START SUPPLIED ENTRIES

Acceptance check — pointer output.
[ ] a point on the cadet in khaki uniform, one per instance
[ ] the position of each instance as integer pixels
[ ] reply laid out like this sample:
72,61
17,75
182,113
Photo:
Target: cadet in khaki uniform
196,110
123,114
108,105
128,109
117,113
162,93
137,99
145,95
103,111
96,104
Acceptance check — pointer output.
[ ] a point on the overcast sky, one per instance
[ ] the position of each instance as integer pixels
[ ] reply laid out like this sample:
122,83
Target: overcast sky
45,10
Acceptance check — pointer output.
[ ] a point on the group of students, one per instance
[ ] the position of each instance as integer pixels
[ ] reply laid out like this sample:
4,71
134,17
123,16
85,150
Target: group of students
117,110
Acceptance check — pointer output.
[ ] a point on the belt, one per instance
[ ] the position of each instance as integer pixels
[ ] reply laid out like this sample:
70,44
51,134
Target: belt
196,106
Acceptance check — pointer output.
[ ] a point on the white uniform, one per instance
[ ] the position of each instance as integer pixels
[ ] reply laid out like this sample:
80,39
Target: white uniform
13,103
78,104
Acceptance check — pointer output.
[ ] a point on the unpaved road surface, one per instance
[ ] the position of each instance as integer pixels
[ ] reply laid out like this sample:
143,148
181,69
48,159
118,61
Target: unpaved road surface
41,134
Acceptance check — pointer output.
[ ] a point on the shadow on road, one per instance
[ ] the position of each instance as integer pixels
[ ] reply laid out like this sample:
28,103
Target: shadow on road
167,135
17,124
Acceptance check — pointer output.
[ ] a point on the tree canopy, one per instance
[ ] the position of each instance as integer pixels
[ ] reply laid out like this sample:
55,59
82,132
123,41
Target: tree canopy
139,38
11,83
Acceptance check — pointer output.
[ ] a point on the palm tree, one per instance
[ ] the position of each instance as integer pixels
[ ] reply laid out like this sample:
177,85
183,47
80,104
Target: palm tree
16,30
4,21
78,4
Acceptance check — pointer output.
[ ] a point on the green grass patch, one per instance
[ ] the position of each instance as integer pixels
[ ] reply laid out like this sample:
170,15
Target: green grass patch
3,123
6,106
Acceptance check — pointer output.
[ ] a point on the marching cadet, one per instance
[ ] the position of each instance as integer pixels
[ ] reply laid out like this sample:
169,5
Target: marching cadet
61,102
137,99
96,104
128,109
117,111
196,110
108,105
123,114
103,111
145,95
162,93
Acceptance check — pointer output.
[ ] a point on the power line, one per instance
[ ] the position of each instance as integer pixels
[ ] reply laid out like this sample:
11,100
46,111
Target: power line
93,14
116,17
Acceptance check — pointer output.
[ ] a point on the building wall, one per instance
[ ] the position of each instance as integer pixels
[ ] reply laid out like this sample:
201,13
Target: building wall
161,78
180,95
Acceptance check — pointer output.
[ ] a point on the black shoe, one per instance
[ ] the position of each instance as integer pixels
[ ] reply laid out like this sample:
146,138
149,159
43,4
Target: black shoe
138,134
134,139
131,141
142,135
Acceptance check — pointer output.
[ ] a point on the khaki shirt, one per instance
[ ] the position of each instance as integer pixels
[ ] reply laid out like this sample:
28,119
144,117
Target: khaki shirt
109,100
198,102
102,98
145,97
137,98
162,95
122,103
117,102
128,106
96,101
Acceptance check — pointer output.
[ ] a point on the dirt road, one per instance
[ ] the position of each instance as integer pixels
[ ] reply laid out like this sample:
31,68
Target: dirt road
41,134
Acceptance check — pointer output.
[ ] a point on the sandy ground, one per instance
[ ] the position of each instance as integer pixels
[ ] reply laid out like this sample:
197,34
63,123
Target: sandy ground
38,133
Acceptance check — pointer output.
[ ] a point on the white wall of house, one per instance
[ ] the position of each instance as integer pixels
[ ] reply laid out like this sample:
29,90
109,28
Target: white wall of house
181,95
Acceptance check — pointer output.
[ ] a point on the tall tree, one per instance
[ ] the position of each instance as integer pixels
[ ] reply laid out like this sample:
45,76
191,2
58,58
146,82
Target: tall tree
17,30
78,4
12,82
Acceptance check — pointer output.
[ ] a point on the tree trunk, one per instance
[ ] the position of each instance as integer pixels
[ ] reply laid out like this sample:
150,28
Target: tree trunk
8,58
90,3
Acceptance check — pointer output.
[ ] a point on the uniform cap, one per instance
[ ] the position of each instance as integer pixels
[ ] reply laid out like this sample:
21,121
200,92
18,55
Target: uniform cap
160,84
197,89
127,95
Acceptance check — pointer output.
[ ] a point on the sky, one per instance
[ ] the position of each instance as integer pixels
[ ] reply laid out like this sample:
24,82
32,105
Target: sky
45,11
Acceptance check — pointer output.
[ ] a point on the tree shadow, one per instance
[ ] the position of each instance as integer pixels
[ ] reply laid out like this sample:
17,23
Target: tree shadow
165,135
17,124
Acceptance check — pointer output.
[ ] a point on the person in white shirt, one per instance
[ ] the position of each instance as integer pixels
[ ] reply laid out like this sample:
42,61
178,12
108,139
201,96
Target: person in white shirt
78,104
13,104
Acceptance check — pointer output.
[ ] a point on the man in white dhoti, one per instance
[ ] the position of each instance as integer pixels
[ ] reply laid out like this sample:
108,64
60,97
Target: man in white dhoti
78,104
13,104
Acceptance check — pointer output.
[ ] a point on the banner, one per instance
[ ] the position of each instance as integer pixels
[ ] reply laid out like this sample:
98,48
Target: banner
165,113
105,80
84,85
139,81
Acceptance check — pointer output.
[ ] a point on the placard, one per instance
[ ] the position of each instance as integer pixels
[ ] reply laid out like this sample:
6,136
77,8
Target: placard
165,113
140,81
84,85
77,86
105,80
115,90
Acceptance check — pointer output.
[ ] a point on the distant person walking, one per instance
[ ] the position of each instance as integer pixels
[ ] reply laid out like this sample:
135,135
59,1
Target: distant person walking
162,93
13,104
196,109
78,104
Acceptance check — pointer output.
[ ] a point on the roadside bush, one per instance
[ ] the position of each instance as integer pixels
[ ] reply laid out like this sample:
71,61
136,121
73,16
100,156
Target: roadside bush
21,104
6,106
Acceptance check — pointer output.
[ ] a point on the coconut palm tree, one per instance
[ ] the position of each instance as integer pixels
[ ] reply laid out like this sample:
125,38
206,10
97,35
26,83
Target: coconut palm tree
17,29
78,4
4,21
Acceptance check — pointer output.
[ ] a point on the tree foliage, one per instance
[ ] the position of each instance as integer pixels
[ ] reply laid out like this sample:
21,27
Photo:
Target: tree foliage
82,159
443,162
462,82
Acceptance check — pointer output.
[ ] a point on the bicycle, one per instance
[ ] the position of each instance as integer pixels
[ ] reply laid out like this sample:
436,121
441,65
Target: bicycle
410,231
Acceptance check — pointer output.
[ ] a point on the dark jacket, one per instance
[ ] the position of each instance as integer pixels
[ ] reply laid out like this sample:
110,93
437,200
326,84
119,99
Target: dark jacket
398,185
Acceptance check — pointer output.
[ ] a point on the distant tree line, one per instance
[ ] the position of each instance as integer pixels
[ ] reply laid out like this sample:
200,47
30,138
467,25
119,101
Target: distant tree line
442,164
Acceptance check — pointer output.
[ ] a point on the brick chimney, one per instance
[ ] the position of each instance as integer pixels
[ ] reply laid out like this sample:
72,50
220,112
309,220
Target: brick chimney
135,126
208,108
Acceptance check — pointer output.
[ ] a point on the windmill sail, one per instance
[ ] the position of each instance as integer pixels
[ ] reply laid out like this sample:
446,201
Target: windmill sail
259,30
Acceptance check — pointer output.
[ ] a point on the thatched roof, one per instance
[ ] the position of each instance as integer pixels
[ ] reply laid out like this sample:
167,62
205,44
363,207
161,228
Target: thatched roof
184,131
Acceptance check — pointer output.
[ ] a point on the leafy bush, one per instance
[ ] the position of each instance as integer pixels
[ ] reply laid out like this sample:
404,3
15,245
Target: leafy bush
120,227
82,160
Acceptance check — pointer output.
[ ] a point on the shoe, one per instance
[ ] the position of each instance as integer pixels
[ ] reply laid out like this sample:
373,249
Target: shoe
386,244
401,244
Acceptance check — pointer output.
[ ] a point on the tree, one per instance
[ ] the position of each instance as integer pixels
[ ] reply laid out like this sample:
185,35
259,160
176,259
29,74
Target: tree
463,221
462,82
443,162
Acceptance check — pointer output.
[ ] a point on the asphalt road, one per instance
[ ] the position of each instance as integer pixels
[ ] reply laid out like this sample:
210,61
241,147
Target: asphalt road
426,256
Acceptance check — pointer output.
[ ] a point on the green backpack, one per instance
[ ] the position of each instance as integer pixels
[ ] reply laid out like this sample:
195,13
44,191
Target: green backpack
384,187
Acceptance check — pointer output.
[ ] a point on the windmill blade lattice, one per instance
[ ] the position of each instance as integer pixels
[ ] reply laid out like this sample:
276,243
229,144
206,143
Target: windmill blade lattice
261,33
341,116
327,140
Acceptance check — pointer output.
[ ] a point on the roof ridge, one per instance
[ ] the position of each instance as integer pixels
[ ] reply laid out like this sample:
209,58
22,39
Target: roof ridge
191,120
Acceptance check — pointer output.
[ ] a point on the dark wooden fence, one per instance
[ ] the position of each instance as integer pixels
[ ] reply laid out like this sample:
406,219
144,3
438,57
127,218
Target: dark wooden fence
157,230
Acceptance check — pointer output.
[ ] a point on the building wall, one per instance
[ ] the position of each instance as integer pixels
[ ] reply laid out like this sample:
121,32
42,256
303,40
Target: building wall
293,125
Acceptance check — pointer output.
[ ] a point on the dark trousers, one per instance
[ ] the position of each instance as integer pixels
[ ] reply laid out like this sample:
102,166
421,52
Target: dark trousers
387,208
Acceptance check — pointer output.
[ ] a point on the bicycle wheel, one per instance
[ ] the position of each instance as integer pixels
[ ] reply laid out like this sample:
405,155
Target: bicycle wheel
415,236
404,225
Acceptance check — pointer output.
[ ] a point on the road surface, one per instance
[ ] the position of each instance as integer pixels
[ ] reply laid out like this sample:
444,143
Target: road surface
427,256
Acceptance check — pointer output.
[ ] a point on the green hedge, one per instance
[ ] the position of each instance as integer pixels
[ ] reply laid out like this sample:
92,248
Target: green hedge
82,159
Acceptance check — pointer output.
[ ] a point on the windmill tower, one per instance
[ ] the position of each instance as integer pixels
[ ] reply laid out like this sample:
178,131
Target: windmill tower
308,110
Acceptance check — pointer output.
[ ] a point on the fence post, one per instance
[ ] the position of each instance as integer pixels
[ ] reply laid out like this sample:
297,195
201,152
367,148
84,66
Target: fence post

END SUPPLIED ENTRIES

WORK INSTRUCTIONS
Report the lines above that have the word "post" in them.

TASK SOLUTION
[ ] a point on the fence post, one per instance
Target: fence post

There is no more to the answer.